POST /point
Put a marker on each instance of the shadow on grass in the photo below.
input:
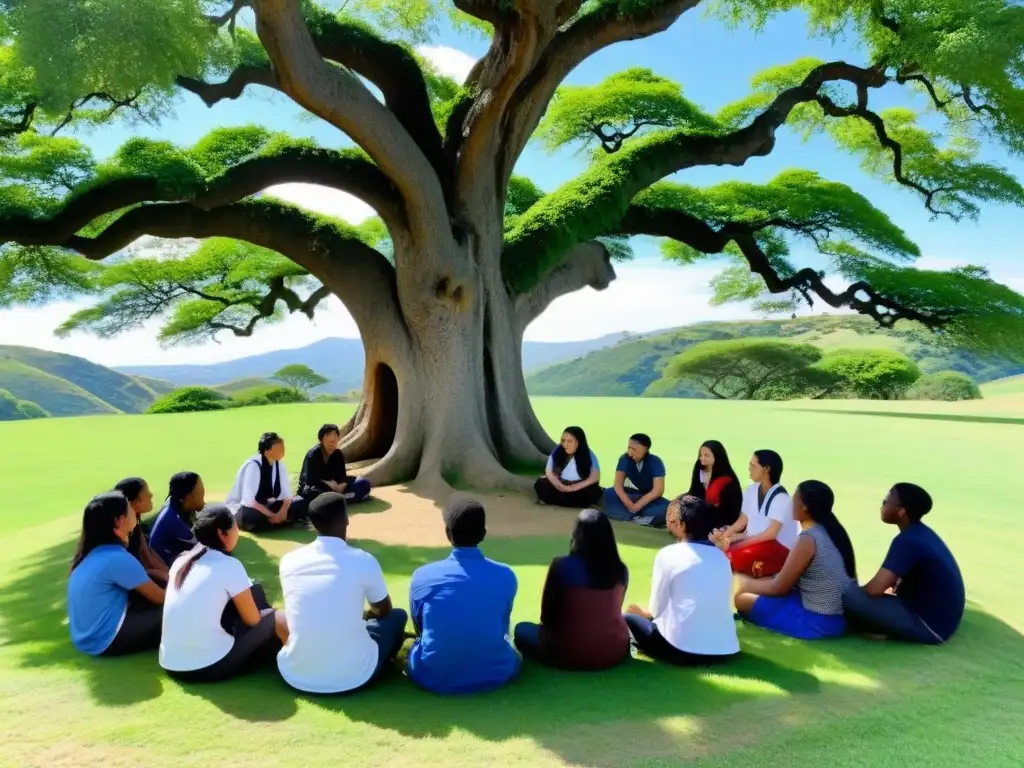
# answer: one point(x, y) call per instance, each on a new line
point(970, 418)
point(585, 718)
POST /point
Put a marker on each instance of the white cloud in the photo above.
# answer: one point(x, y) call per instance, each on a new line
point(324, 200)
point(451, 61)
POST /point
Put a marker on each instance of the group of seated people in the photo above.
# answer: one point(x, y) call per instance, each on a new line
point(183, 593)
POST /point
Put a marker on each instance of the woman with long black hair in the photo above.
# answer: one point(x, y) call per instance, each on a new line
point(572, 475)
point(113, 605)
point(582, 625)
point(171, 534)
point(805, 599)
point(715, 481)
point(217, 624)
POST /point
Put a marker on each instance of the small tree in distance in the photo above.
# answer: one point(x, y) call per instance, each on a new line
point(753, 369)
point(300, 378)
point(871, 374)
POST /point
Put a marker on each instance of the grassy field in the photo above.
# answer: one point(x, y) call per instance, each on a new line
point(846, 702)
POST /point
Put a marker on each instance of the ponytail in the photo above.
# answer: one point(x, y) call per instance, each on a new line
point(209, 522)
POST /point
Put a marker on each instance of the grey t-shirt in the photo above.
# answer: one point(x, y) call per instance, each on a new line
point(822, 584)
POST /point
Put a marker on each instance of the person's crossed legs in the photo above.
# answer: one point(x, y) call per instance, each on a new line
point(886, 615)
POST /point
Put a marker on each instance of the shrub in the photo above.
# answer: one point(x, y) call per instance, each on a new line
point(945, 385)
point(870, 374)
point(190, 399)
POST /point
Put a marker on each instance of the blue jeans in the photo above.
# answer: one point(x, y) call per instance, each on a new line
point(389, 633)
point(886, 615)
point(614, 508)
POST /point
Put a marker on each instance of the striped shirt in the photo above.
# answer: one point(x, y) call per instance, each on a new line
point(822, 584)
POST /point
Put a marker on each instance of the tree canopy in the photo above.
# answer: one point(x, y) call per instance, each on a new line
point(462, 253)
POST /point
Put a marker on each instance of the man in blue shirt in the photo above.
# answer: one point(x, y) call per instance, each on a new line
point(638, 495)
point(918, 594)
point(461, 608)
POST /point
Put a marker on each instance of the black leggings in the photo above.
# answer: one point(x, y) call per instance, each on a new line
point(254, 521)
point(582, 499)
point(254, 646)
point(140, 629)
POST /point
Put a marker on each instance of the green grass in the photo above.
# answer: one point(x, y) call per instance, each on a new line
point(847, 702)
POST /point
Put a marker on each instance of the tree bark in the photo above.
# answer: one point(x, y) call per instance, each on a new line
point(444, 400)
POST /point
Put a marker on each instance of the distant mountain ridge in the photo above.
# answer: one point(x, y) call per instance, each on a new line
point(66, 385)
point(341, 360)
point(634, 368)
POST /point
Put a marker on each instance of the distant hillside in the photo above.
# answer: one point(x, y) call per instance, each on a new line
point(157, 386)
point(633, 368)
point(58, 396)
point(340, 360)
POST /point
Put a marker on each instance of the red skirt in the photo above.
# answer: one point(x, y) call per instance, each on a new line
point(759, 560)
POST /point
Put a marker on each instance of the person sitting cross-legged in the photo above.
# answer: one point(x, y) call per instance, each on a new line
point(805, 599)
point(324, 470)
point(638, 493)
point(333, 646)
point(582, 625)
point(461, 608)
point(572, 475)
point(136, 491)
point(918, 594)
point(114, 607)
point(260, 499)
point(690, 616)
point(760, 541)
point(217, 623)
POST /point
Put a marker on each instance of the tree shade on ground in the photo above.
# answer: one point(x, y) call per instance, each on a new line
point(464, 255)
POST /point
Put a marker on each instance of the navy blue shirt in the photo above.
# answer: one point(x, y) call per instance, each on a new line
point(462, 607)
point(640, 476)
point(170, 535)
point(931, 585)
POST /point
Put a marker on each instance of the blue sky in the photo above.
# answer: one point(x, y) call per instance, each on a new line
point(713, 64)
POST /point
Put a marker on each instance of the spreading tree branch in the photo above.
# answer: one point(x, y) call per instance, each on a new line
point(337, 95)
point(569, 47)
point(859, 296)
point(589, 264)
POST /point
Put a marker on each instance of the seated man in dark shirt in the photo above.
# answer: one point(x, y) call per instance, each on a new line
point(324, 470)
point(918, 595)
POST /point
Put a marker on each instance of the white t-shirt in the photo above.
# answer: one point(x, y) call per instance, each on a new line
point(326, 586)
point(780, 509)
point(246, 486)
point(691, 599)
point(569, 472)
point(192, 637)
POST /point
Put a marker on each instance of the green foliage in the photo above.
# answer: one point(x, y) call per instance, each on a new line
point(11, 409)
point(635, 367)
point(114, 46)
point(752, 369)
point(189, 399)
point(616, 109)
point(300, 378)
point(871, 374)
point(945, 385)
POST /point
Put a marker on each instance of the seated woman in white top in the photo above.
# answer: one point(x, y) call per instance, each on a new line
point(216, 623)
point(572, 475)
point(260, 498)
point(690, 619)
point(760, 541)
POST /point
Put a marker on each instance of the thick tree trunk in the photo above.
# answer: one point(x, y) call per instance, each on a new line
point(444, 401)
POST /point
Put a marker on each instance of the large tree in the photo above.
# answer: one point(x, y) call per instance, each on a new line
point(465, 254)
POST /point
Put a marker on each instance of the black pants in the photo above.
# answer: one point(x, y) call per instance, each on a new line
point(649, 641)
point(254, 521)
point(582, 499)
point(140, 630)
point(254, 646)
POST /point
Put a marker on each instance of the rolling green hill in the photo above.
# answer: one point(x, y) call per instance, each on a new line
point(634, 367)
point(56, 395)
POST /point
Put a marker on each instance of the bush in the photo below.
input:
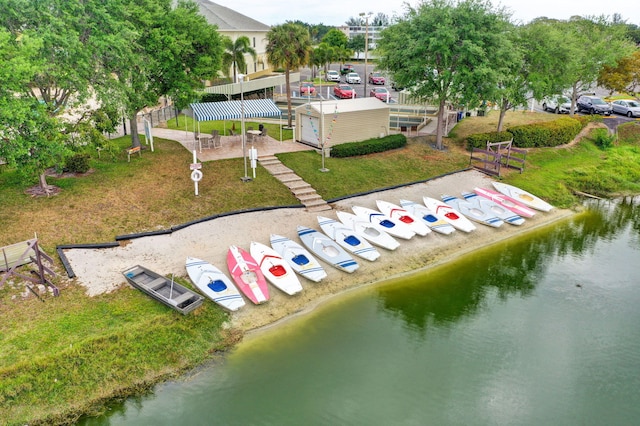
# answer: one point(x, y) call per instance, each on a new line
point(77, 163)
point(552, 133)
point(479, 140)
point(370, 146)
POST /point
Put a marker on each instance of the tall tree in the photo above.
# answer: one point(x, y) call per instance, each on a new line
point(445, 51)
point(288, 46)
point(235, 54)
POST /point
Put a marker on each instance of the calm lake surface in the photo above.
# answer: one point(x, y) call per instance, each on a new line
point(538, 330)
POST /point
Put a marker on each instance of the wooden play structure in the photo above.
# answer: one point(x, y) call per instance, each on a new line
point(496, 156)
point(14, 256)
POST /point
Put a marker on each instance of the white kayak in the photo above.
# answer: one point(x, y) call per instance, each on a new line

* **GOAL**
Please write out all the data again word for word, but not the pictures.

* **ANSWER FOR THE TASK**
POST /point
Put a marker on each instance of the shadow on grass in the photo below.
input:
# answer: one point(x, y) call per instance, each on a new line
point(970, 418)
point(585, 718)
POST /point
Put a marker on each instance of the white cloud in the photo above.
# answer: one point(x, y) call per instance, each on a new line
point(324, 200)
point(451, 61)
POST /point
Put a marker on each instance of the group of seated people in the photo above.
# answer: one point(x, y) call per instance, each on a new line
point(183, 593)
POST /point
Put a marker on each instance of the woman with long black hair in the photo above.
# answer: one point(x, y) call per instance, each on a new line
point(572, 475)
point(113, 605)
point(582, 625)
point(171, 534)
point(805, 599)
point(715, 481)
point(217, 624)
POST /point
Put a marker on each instance of the small tree in distance in the photo above.
# answer: one point(x, y) call per instance, each on a new line
point(753, 369)
point(300, 378)
point(871, 374)
POST /point
Put a marker on each instance of the grassy field in the photo above.
# answer: one point(x, y) call per instance, each on a new line
point(846, 702)
POST /point
Put a marker on each instance of the ponytail in the photo above.
# answer: one point(x, y) call per instance, each on a new line
point(209, 522)
POST /point
Put a marker on each instance of the grey t-shirt in the photo above.
# answer: one point(x, y) call per instance, each on a new line
point(822, 584)
POST /point
Put a marker on each instance of the person's crossed legs in the photo above.
# answer: one point(x, y) call per instance, each on a new line
point(886, 615)
POST /point
Put a marker on each instance of the shrub in the photo above.
# answer: one point(x, y) call per instance, each on a new line
point(945, 385)
point(870, 374)
point(190, 399)
POST /point
Put a marker on each instance of the blue jeans in the photo above.
# answer: one point(x, y) call per instance, each on a new line
point(389, 633)
point(886, 615)
point(614, 508)
POST /point
Put a marker on each instance of the striped shirt in the photo above.
# answer: one point(x, y) call per instance, each on a new line
point(822, 584)
POST /point
Put a marker on each instance of the tree canopy in the photo above.
# answer: one point(x, y) call per instance, each on a new line
point(462, 253)
POST /point
Put a marker on each instance of the man in blue shirt in the photo above.
# answer: one point(x, y) call per instance, each on a new line
point(638, 495)
point(918, 594)
point(461, 608)
POST /point
Put a marker on each instance of the black leggings in the photo above.
# answer: one point(x, y) call per instance, each on a new line
point(254, 521)
point(582, 499)
point(254, 646)
point(140, 629)
POST /point
Put a marker on each instance of the green grass in the photo above.
# answer: one point(x, y) call per instance, each on a new line
point(847, 702)
POST /point
Put a marker on each instance of the tree bark in the photo above.
# answer: one point(x, y) call per instance, each on a new line
point(444, 400)
POST /point
Put a marker on each instance of the distant mountain ridge in the photo above.
# answer: one point(x, y) call per instance, each on a new line
point(66, 385)
point(341, 360)
point(634, 368)
POST /point
Put a marker on each instance of the distant hillside in the photo above.
# answer: one point(x, y) call per instance, each on a new line
point(157, 386)
point(633, 368)
point(58, 396)
point(340, 360)
POST /point
Put a marker on each instance of the red skirt in the photo above.
# answer: one point(x, y) call per instance, each on a new line
point(759, 560)
POST /point
Put a marker on each instance of the person sitting cross-legged in the photo above.
# answer: one point(x, y) call per instance, each on a new line
point(805, 599)
point(324, 470)
point(638, 493)
point(333, 646)
point(582, 625)
point(461, 608)
point(572, 475)
point(136, 491)
point(918, 594)
point(114, 607)
point(260, 499)
point(690, 616)
point(760, 541)
point(217, 623)
POST /point
Put a marker on each instance of the tree shade on ground in the photo above.
# answer: one point(x, y) call per instance, each on a new line
point(464, 255)
POST /point
Put a marker on each instance of the navy blue shirt in the photo above.
# answer: one point(x, y) call per instance, each on a new line
point(462, 607)
point(640, 476)
point(170, 535)
point(931, 585)
POST /point
Put a marker on each instance of the blue sky in the photo above.
# answer: one point(x, y) call per instance, each on a new line
point(713, 64)
POST /point
Put a marker on each instance of the spreading tree branch in the photo above.
# answer: one point(x, y) call per instance, each on a new line
point(337, 95)
point(569, 47)
point(859, 296)
point(589, 264)
POST /point
Put a marker on each instance of the seated man in dark shirt in the photo above.
# answer: one point(x, y) call per instance, each on a new line
point(324, 470)
point(918, 595)
POST /point
Put a marker on each instance of the white t-shirt in the photo above.
# answer: one point(x, y) call per instance, each on a new line
point(326, 586)
point(780, 509)
point(246, 486)
point(691, 599)
point(569, 472)
point(192, 637)
POST /point
Put a marker on each instance of the green foliage in the photo above.
# answer: one point(x, y) call per instance, each on a new line
point(11, 409)
point(635, 367)
point(114, 46)
point(752, 369)
point(189, 399)
point(616, 109)
point(300, 378)
point(871, 374)
point(945, 385)
POST /point
Put a marker on each instance of the seated woman in white top in the photo above.
# answer: one point(x, y) call per instance, each on a new line
point(216, 623)
point(572, 475)
point(260, 498)
point(690, 619)
point(760, 541)
POST /point
Put a marker on each instance of the thick tree trunk in the photo above.
# answer: one point(x, y) call per instance, each on a new line
point(444, 401)
POST /point
Put a marker on each instance of the large tree in the photo above.
# answer: one point(x, y) call per instance, each on a new line
point(465, 254)
POST /point
Put a marker on each instance of the black pants in the photo above.
# answer: one point(x, y) call per instance, each on a new line
point(649, 641)
point(254, 521)
point(582, 499)
point(140, 630)
point(254, 646)
POST /point
Put a marker on each instance of the rolling green hill in the photo above.
# answer: one point(x, y) call per instance, each on a new line
point(634, 367)
point(56, 395)
POST /point
Put a marker on each instance of the bush in the photo below.
input:
# answer: one point(x, y) call per instance, each on a new line
point(77, 163)
point(552, 133)
point(479, 140)
point(370, 146)
POST /point
Put a marker on each instance of the tall tree in the photo above.
# answer: one point(x, y) call per instance, each on a new line
point(445, 51)
point(288, 46)
point(235, 54)
POST /point
Put a marker on each instance of the calm lake surface in the photo above.
# answer: one point(x, y) call per instance, each on a new line
point(538, 330)
POST /point
Put a marker on each instance of the wooden play structure in the photo above.
# answer: one point(x, y) call per instance, each on a new line
point(496, 156)
point(14, 256)
POST /point
Put a marker on each instance of the white kayak in the photo above.
# answer: one point(x, y) call per instance, each on a new line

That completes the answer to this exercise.